From the line that contains "pin: the soccer" down to the last line of the data below, transcribe every line exactly.

((

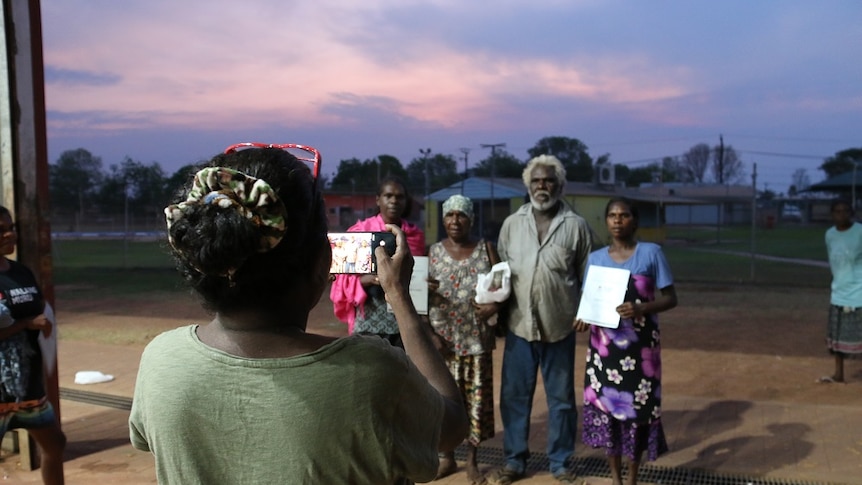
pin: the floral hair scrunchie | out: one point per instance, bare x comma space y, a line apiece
231, 189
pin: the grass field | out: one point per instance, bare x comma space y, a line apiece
138, 269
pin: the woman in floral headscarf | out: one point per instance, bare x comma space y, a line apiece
462, 332
622, 385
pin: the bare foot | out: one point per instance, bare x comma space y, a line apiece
474, 475
447, 466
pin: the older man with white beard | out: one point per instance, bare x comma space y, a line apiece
546, 245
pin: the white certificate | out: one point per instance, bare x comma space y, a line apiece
419, 284
604, 290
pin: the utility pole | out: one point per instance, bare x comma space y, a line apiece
720, 182
493, 147
425, 153
466, 152
753, 217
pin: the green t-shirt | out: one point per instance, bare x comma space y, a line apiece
845, 260
356, 411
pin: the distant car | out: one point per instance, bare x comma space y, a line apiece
791, 213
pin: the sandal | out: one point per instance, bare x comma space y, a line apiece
829, 380
503, 476
567, 477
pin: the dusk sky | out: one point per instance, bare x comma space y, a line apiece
174, 82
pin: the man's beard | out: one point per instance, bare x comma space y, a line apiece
543, 206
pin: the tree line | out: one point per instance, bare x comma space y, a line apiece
82, 187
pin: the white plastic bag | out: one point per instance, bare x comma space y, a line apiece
92, 377
494, 286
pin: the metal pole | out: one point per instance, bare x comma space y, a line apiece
753, 218
466, 152
425, 152
493, 147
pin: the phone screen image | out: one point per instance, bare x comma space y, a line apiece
353, 252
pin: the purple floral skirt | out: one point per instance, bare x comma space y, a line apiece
623, 437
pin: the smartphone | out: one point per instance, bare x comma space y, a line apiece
353, 252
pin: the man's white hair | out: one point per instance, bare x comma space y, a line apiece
545, 161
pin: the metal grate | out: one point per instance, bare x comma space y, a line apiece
538, 462
598, 467
96, 398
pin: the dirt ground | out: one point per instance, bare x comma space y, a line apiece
730, 342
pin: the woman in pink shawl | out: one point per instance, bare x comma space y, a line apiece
358, 300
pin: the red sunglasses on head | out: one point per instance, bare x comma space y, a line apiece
301, 152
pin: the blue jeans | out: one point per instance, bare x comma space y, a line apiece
521, 362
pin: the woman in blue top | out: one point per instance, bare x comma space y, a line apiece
622, 385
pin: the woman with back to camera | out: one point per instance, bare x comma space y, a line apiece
622, 384
359, 300
462, 332
251, 397
23, 401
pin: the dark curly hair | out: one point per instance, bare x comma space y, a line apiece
208, 240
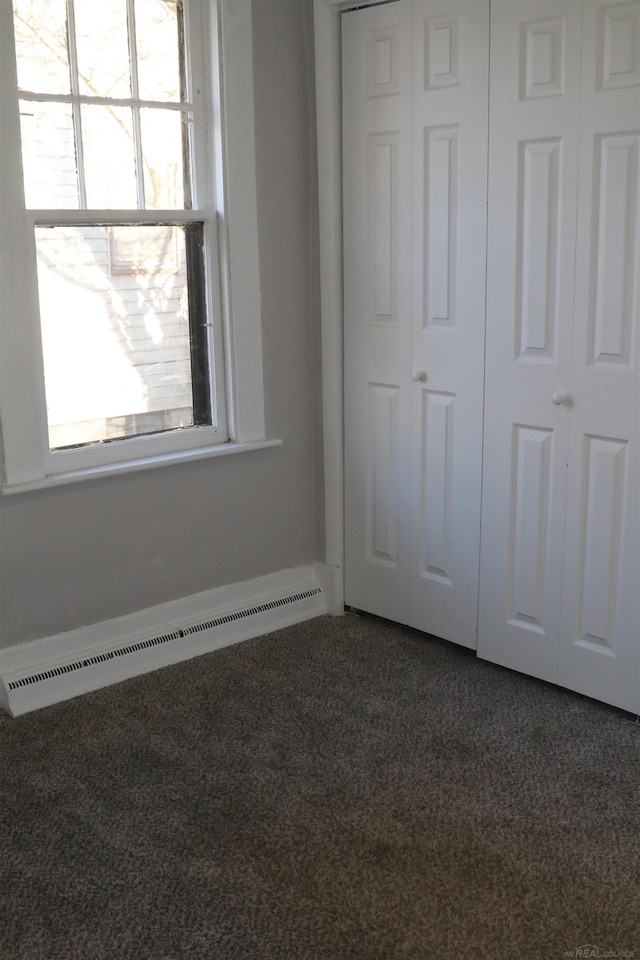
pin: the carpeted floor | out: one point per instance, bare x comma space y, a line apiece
342, 790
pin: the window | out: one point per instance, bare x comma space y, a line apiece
108, 125
130, 316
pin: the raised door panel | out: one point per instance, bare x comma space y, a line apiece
450, 127
377, 269
600, 629
533, 165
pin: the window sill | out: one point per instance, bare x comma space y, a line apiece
144, 463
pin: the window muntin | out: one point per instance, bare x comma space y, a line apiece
121, 120
219, 55
126, 344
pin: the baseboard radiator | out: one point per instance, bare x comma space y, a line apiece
47, 681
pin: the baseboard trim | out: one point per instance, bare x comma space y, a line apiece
57, 668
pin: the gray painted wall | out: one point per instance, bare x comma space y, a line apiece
91, 551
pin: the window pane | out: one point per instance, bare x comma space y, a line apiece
103, 48
48, 155
162, 151
115, 331
158, 45
109, 157
41, 45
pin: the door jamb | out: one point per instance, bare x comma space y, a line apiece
328, 77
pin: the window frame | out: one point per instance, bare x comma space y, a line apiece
225, 150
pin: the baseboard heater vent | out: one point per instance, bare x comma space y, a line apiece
158, 641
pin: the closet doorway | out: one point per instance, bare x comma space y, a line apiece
496, 504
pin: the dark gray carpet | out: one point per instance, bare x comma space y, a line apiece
341, 790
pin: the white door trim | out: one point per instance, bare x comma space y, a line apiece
328, 76
326, 15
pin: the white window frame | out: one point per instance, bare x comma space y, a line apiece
228, 114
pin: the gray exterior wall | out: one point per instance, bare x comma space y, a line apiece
87, 552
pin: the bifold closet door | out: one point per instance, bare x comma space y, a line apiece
560, 526
415, 97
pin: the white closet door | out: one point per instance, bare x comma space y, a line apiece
600, 622
560, 575
533, 170
450, 128
376, 70
415, 92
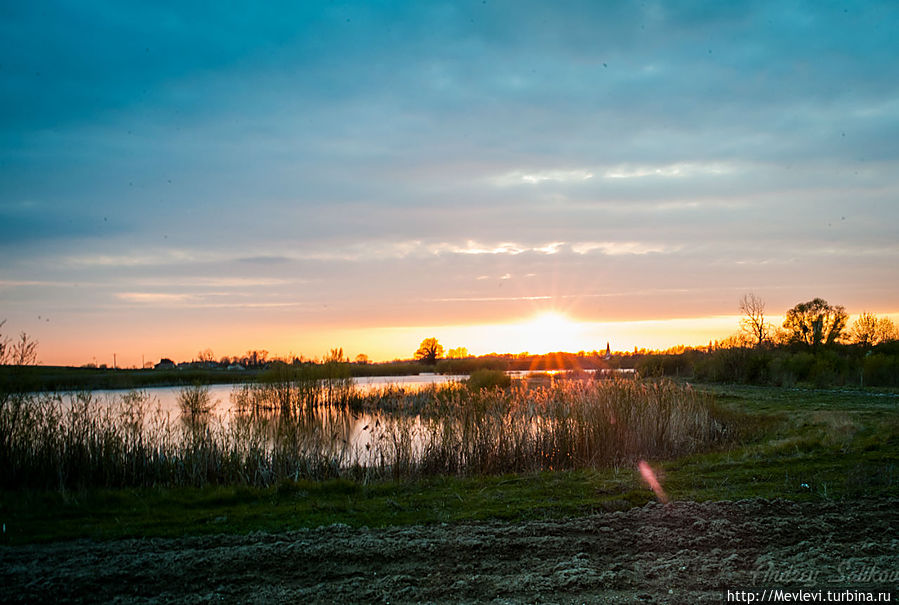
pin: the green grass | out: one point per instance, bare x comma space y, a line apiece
793, 444
32, 516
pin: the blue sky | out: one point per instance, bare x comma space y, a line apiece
291, 177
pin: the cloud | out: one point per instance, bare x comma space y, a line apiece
622, 248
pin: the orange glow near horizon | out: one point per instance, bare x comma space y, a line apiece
545, 332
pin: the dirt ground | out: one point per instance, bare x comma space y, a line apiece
677, 553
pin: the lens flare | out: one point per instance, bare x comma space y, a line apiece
650, 477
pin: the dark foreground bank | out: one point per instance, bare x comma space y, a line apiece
678, 553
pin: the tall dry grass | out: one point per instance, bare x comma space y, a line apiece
293, 430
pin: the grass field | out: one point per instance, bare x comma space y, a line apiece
792, 443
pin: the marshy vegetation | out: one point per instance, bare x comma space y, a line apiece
290, 429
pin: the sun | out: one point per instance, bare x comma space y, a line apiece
550, 332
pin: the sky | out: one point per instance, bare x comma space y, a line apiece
177, 176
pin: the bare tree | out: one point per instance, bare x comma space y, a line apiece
754, 324
869, 330
5, 349
429, 351
815, 322
24, 351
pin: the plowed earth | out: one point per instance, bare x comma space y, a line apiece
682, 552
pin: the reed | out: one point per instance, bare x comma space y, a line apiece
298, 429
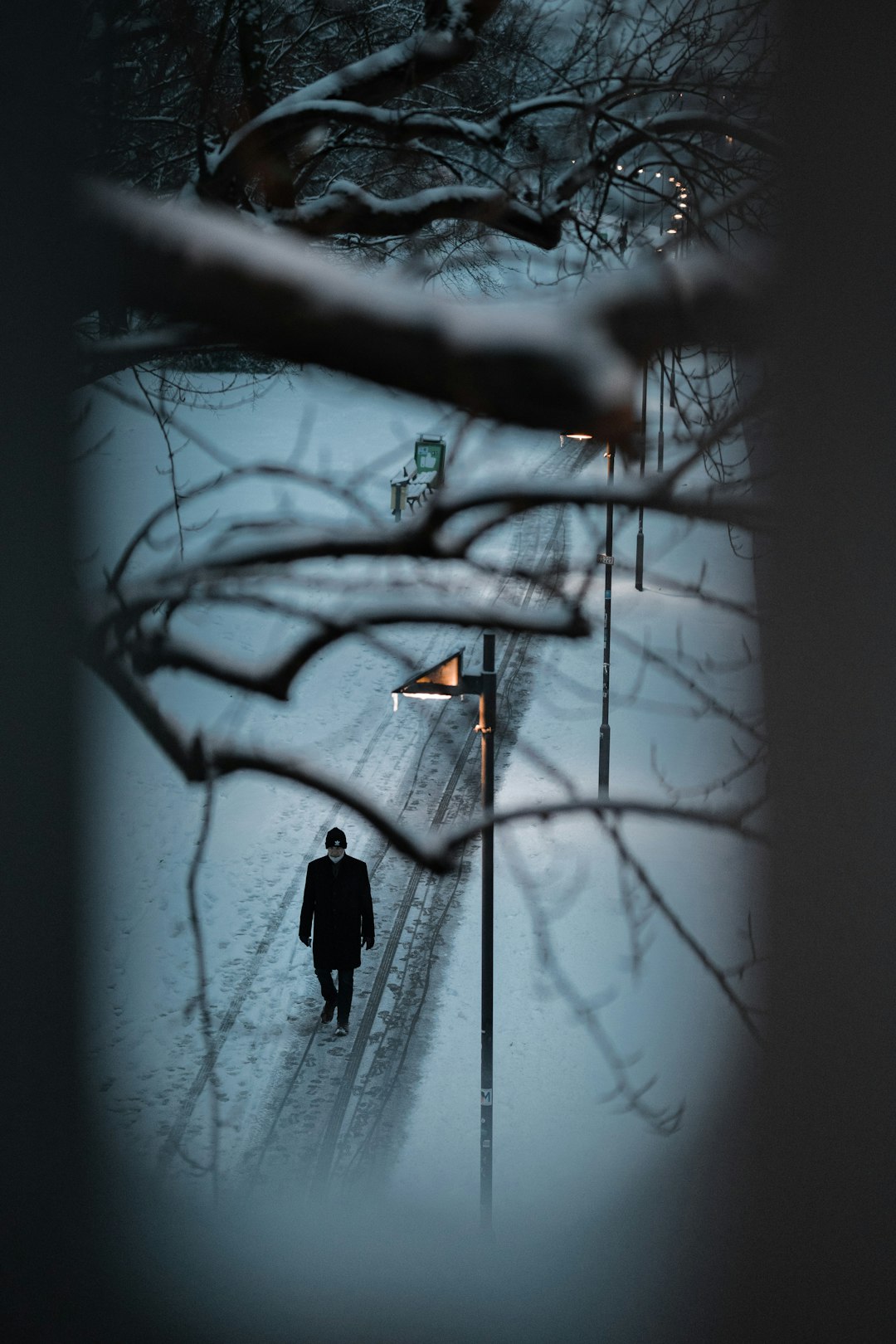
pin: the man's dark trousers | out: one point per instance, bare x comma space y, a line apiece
342, 996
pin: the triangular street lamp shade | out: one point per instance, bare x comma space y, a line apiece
441, 680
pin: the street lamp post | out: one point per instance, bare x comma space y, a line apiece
642, 436
606, 559
603, 754
442, 682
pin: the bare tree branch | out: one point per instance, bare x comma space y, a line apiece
527, 363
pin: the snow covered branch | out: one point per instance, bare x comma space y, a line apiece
386, 74
349, 208
533, 363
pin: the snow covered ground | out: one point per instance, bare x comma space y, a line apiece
566, 1161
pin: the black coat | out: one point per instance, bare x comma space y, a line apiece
338, 902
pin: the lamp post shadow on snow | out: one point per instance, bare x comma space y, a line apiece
438, 683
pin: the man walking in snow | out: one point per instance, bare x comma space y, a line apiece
338, 903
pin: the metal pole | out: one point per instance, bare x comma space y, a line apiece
638, 557
488, 706
603, 761
661, 437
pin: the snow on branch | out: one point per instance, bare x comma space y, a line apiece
386, 74
349, 208
533, 363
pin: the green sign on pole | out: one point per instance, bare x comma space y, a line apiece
429, 455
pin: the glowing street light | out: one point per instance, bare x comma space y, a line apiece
441, 683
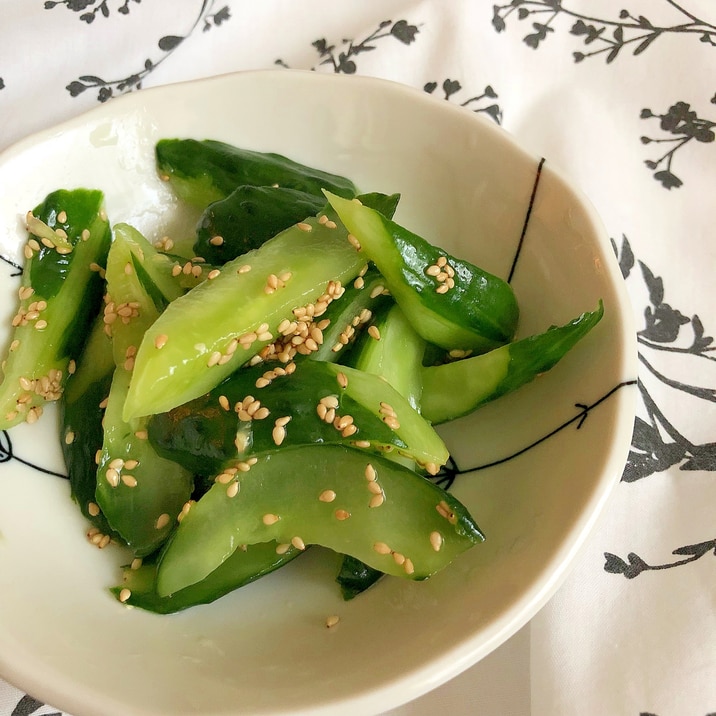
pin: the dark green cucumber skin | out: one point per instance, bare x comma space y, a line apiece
50, 269
396, 356
355, 577
81, 415
479, 312
344, 312
200, 435
286, 484
455, 389
248, 217
241, 568
206, 171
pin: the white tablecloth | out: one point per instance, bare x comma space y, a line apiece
619, 94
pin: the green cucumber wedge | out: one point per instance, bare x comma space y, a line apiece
202, 172
207, 333
60, 294
455, 389
363, 505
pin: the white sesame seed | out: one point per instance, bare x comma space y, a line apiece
376, 500
327, 496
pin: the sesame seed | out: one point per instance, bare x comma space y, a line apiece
382, 548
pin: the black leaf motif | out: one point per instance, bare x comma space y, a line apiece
592, 30
75, 88
169, 42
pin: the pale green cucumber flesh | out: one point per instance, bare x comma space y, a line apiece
479, 312
45, 340
455, 389
197, 330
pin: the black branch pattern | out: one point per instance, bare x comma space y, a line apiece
605, 36
478, 103
342, 58
681, 125
106, 89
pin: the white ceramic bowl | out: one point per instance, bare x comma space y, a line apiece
265, 649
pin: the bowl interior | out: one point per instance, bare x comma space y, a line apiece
265, 649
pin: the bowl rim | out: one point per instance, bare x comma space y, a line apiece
437, 670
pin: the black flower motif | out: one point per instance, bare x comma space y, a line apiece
683, 123
343, 59
606, 36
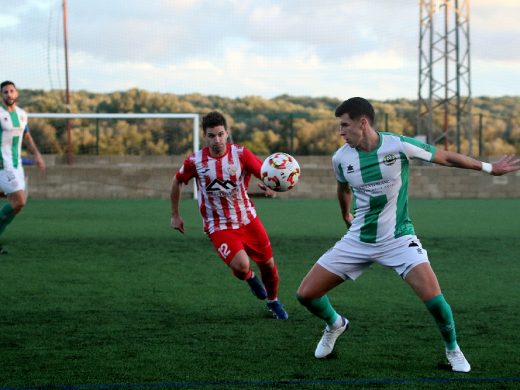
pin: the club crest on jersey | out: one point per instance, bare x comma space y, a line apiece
389, 159
220, 185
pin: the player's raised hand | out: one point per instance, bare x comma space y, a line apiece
269, 193
348, 219
177, 223
505, 165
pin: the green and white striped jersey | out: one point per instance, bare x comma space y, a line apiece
379, 181
12, 127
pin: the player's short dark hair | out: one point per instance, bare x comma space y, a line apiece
357, 107
213, 119
6, 83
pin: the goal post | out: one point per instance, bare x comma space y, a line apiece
193, 116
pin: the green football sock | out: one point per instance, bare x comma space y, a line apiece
6, 216
321, 308
441, 312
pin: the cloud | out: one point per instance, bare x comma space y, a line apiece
244, 47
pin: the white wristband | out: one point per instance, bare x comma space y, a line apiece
487, 167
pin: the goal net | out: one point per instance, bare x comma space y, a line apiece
129, 138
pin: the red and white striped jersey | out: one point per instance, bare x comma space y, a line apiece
222, 186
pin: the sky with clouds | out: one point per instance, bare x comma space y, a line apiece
234, 48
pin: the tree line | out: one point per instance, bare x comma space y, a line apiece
295, 124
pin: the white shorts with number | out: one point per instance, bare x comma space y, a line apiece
12, 180
349, 258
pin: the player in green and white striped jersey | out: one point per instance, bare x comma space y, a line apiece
372, 176
13, 129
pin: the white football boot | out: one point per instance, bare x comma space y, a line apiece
457, 360
326, 344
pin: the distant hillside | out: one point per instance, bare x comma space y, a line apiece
298, 124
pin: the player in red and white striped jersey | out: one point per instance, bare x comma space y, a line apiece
222, 172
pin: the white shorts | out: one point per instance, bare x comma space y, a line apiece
349, 258
12, 180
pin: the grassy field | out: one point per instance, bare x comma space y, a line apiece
103, 294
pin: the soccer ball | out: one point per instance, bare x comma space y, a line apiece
280, 172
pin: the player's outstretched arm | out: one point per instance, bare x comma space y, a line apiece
505, 165
34, 150
345, 201
452, 159
177, 222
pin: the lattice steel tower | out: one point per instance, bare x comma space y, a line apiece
444, 102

))

(Output for this exercise)
pin: the soccer ball | out: one point per instance, bare x comma space y, a line apiece
280, 172
pin: the player's outstretched arm | out: one point per instance, bare x comma space y, a line apiece
505, 165
34, 150
345, 201
452, 159
177, 222
pin: the lattice steel tower | out: one point per instance, bare x comma space y, a line apiece
444, 102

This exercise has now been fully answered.